What to do:
Quote the blog post word for word, starting at "Feel free to" and ending at "in future posts.".

Text passage:
The future is nearly upon us, and I believe that nowhere you may run will be safe. There are many easy answers to hide behind. There is a great propensity towards tribalism, defending your people at the cost of others. There is another easy answer in nihilism-- why should we care in the face of such powerful darkness? Still others become married to their own religion or ideologies -- they see the simple answers provided to them, and it explains everything! It must be so!
I think it is not so simple. There are no such easy answers, as much as we long for them. We must rigorously inquire, we must critically think. We must have courage! We must have selflessness! In the face of overwhelming evil, with even the slightest hope of victory, the slightest hope of success for the future of the world, the slightest glimmer of light in the dark, we must fight for it with everything we have! We must forge our own paths! We must seize the moment!
Feel free to email me at leonjia@berkeley.edu with any questions or comments. Apologies if some of the statements are a bit imprecise, they reflect what I believe (which could be wrong ofc), and I’m happy to give more nuance to my thoughts upon inquiry or in future posts.


Good writing! I agree that it is a political problem, and hopefully the policymakers and the people will be sufficiently informed to make the right judgement when it comes to it…
I applaud the courage and eloquence of this post. In truth, I have half your cognitive function when I am drunk (or sober), and so this reply that was meant to be my 2 cents has come off as a jumble of loose change.
There was a time where I thought, to quote Anthony Bourdian, human kind was "venal, petty, cruel, arbitrary". In some ways my passivity within my sheltered life is an example of this. The dichotomy of my security compared to the majority of the worlds suffering is jarring, and I feel guilty knowing that my comfort has been built off of a structure that (unjustifiably?) has placed me here. Where would I be without my privilege of higher education, my parents higher education, and their security? Is the only way to stay afloat in this increasingly stratified society to submit myself to the next arms race, and in turn, contribute to these societal constructs I abhor? Life is not a zero sum game, but it feels to eat I must cannibalize others. It makes me a hypocrite, and I don't know how to come to terms with that.
But I've begun to realize that my rumination arises from deriving my micro-level life from the macro-level world I live in. I must accept that I exist in a Universe that is indifferent to human suffering and proposes no objective truths onto its constituents. The way I choose to live my "moral" life is based on the human experience of receiving goodness from others. To live my life in the political, technological, and societal Machine that prevails over me is a direct act of rebellion. To quote Camus, "What can a meaning outside my condition mean to me? I can understand only in human terms".
I have no idea where I'm going with this. I guess what I'm trying to say is that in the face of the absurd (a better way to word this is 'incomprehensible'), you must continue to live for your values, even if the Universe or Machine is indifferent. Choosing kindness, empathy, and community in a meaningless world is the most absurd thing one can do.
To alleviate my impending new grad crisis and graduation doom I have to remind myself that, even if I'm tired of the fight, I am grateful for the experience. I cannot confirm nor deny the depravity of my existence. The world is more vast than my perception of it.

Source data:
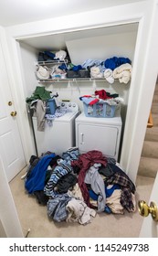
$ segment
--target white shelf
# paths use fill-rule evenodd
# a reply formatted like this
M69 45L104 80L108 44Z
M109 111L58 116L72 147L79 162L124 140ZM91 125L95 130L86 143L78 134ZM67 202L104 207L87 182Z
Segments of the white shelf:
M68 63L68 59L64 59L64 60L54 59L54 60L49 60L49 61L35 61L36 65L41 65L41 66L63 64L63 63Z
M47 80L37 80L38 83L50 83L50 82L65 82L65 81L105 81L105 79L91 79L91 78L79 78L79 79L47 79Z

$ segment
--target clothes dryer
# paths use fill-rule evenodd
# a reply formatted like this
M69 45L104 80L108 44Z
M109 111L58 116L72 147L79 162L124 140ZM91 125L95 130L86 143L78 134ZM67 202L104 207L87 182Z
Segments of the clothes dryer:
M67 112L57 117L52 123L45 122L45 131L37 131L37 118L32 117L37 155L50 151L61 155L69 147L75 146L75 119L79 114L79 106L75 102L59 102L60 108Z
M121 133L121 118L86 117L84 112L76 118L76 146L79 154L99 150L108 157L118 160Z

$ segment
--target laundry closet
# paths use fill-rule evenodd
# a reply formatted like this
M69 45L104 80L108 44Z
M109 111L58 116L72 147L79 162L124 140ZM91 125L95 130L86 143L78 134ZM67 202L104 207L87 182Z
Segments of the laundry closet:
M137 39L137 30L138 30L138 24L132 23L132 24L124 24L120 26L111 26L111 27L103 27L91 28L86 30L39 36L36 37L30 37L30 38L25 38L19 40L20 63L23 69L24 87L25 87L24 91L25 91L26 99L32 95L37 86L42 86L42 87L44 86L47 91L50 91L52 93L58 93L58 100L60 102L62 101L70 102L70 103L74 102L79 108L78 114L75 115L73 120L71 120L71 122L73 122L73 124L70 126L70 128L68 128L69 129L68 131L70 131L68 133L73 133L72 138L68 139L69 141L72 140L72 142L70 143L70 144L67 144L66 142L63 141L63 139L59 138L60 135L62 136L62 134L64 133L64 125L67 125L66 123L62 123L62 124L60 124L63 129L60 130L61 133L58 134L58 132L56 132L57 133L56 140L58 140L58 136L59 144L63 141L64 144L66 144L66 147L68 147L68 145L69 146L78 145L77 144L79 144L79 139L77 138L78 131L76 129L77 123L75 123L75 119L80 112L83 112L84 115L83 103L79 100L79 98L82 95L94 94L95 91L104 90L110 93L119 94L119 97L121 97L122 100L121 102L121 111L120 111L121 120L119 121L119 130L118 130L119 132L116 132L119 133L119 141L117 142L117 145L114 145L114 148L117 148L117 153L115 152L116 149L114 149L115 152L114 157L118 160L121 150L121 142L123 137L124 125L126 122L126 112L128 108L131 81L125 84L125 83L121 83L119 80L115 80L114 82L111 84L105 79L79 80L78 78L77 79L68 78L65 80L51 80L49 81L47 80L40 81L37 80L35 74L36 65L37 63L39 52L45 50L54 51L54 52L57 52L60 49L66 50L68 53L70 62L73 63L74 65L81 65L86 59L106 60L107 59L115 56L118 58L124 57L131 59L132 66L133 59L134 59L136 39ZM45 151L51 150L49 148L50 144L47 144L47 141L50 142L51 139L49 140L48 138L47 139L44 138L46 137L45 134L47 130L45 132L39 132L40 133L37 133L35 131L36 125L34 125L35 120L31 120L29 111L28 111L28 119L30 123L30 131L32 133L32 140L35 142L35 152L37 152L37 154L40 155L44 150ZM112 123L113 118L111 119ZM88 121L90 122L90 117L88 118ZM98 118L98 121L100 122L100 118ZM105 122L106 122L106 118L105 118ZM90 125L94 127L94 123L96 124L95 121L94 123L90 123ZM93 129L95 130L97 128L93 128ZM103 133L105 131L103 131ZM47 136L48 137L48 135ZM39 144L43 144L42 146L44 147L37 149ZM105 144L104 139L102 139L101 148L103 148L104 144ZM90 145L88 146L87 148L90 149ZM57 153L60 154L64 149L65 148L63 147L61 148L58 147ZM91 150L93 149L94 148L91 148ZM84 150L82 152L84 152ZM113 155L111 155L111 156L113 156Z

Exercise response:
Feel free to email me at leonjia@berkeley.edu with any questions or comments. Apologies if some of the statements are a bit imprecise, they reflect what I believe (which could be wrong ofc), and I’m happy to give more nuance to my thoughts upon inquiry or in future posts.